**Task directions**. Begin with the line that contains "Where can the wet" and transcribe each line after it, up to and including the last line of the listing below.

(Object pointing dataset rows)
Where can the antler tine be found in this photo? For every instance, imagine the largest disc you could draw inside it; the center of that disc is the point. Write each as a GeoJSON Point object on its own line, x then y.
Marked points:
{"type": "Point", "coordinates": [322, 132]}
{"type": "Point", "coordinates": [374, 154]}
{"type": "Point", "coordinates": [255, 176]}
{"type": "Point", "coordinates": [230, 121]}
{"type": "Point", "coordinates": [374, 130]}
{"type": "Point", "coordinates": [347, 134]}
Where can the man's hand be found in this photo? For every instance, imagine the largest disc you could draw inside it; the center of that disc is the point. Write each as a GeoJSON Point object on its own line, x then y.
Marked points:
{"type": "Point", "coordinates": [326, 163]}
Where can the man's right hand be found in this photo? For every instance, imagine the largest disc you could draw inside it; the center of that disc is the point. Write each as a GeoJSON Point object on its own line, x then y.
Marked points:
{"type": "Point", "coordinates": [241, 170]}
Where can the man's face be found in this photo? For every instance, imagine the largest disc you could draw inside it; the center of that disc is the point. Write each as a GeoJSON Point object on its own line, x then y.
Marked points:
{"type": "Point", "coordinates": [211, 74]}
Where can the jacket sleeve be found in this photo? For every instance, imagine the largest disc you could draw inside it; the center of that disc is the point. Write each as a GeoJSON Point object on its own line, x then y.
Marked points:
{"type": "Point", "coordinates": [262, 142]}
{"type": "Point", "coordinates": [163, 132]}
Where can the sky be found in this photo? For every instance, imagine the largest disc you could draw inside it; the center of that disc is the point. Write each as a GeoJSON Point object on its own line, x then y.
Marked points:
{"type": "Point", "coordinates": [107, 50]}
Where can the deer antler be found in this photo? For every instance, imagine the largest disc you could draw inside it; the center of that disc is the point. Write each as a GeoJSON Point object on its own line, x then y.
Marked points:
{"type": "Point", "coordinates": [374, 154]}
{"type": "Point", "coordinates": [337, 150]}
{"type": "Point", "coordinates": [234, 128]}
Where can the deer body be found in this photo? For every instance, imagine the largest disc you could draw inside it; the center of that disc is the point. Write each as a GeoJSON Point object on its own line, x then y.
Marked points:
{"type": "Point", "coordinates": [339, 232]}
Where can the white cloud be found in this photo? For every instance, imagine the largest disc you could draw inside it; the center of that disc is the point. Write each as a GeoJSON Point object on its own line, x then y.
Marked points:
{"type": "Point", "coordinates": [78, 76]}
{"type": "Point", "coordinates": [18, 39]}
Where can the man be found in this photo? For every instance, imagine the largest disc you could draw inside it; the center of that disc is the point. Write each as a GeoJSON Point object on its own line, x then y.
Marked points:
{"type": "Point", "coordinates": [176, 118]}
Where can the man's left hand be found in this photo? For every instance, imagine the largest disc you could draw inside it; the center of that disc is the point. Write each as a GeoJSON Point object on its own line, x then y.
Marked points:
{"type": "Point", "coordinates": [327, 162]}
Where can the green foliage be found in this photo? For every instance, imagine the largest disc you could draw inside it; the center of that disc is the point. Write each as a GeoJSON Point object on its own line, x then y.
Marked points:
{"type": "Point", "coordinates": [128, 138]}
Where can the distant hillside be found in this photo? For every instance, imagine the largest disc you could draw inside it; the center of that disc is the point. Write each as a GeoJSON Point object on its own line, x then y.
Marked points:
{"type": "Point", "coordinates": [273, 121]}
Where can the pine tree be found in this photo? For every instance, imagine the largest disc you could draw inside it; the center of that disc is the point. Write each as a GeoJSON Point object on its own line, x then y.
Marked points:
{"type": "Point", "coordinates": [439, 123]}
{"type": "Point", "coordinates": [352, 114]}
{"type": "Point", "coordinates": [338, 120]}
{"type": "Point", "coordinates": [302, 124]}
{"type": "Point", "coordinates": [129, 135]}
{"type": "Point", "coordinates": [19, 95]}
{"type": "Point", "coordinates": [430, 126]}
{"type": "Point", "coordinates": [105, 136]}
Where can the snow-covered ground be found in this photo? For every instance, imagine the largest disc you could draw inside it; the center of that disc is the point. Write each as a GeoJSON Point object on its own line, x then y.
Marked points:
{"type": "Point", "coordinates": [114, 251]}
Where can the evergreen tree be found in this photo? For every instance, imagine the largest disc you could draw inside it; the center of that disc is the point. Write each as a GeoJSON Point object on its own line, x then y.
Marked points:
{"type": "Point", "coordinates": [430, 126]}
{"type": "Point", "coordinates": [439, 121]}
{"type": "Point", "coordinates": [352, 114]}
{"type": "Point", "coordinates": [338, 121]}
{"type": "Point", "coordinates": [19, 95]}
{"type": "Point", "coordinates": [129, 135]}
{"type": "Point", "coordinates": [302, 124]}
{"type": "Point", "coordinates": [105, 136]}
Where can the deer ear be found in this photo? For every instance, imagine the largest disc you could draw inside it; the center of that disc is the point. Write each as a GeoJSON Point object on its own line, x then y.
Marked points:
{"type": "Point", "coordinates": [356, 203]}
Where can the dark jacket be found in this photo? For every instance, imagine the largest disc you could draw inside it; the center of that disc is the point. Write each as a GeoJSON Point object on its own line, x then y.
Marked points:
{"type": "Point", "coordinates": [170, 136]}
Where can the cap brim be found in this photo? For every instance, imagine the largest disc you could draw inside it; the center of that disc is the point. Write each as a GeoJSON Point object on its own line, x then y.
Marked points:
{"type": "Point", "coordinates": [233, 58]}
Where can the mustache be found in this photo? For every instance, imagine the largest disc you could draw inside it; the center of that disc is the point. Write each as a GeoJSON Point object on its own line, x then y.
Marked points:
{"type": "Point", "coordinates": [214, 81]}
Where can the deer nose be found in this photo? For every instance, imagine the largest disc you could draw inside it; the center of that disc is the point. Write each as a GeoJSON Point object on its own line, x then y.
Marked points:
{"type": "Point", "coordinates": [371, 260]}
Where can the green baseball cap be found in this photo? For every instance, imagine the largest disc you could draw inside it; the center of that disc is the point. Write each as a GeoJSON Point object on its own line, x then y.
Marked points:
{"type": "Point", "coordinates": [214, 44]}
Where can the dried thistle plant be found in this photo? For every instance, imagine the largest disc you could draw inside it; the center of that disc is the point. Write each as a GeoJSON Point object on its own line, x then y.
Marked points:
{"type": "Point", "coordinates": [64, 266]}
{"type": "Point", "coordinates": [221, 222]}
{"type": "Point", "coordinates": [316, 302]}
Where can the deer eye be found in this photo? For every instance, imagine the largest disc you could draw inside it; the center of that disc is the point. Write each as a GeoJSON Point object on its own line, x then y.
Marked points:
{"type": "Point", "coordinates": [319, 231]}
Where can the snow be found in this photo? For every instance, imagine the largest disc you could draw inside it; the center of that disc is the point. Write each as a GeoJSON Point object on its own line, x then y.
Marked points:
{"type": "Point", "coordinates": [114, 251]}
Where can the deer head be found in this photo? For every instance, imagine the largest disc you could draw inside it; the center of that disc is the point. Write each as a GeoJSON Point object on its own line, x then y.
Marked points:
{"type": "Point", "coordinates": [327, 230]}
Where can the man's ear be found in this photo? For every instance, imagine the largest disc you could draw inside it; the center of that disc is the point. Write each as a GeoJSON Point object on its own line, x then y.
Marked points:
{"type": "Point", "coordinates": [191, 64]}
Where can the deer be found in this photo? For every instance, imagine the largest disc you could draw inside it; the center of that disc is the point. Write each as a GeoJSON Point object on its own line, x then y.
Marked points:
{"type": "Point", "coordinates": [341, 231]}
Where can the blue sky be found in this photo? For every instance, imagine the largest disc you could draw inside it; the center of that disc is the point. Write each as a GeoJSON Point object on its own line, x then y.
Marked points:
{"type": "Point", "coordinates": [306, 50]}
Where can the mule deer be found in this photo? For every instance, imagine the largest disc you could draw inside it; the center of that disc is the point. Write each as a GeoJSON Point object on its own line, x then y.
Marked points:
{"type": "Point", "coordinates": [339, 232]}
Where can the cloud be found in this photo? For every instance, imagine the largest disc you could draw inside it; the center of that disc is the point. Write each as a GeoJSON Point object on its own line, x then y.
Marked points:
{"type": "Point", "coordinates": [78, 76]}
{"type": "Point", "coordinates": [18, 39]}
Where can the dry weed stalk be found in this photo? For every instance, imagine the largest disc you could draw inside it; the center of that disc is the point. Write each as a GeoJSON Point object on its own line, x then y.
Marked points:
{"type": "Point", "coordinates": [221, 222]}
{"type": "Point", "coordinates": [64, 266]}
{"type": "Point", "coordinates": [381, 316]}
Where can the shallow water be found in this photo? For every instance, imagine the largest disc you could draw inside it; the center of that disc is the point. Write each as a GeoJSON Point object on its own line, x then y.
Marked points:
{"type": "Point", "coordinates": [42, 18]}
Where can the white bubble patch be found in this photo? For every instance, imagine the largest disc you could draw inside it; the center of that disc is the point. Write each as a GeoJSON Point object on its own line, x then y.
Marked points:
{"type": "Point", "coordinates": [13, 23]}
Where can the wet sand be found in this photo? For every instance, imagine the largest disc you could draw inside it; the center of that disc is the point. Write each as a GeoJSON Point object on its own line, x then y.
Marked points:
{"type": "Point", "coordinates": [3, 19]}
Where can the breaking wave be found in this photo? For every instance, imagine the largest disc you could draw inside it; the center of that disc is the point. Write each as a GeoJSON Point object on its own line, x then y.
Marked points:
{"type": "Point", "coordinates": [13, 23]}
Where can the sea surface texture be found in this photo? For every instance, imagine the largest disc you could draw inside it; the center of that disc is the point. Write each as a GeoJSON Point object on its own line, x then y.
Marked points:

**Written response**.
Where can the wet sand be found in this photo? For every instance, imagine the largest disc you could draw inside it; the center of that disc is the point. Write each as a GeoJSON Point object on its own line, x then y.
Marked points:
{"type": "Point", "coordinates": [3, 19]}
Where can the breaking wave be found in this photo? For every instance, imagine the largest disc you could draw inside it; the center of that disc is the point. Write each as a GeoJSON Point object on its own line, x then y.
Marked points:
{"type": "Point", "coordinates": [13, 23]}
Where can the sea surface texture be found in this photo? For every instance, imagine the largest disc you could draw inside it; the center of that disc is the point. Write each as a GeoJSON Point object on its own line, x then y.
Marked points:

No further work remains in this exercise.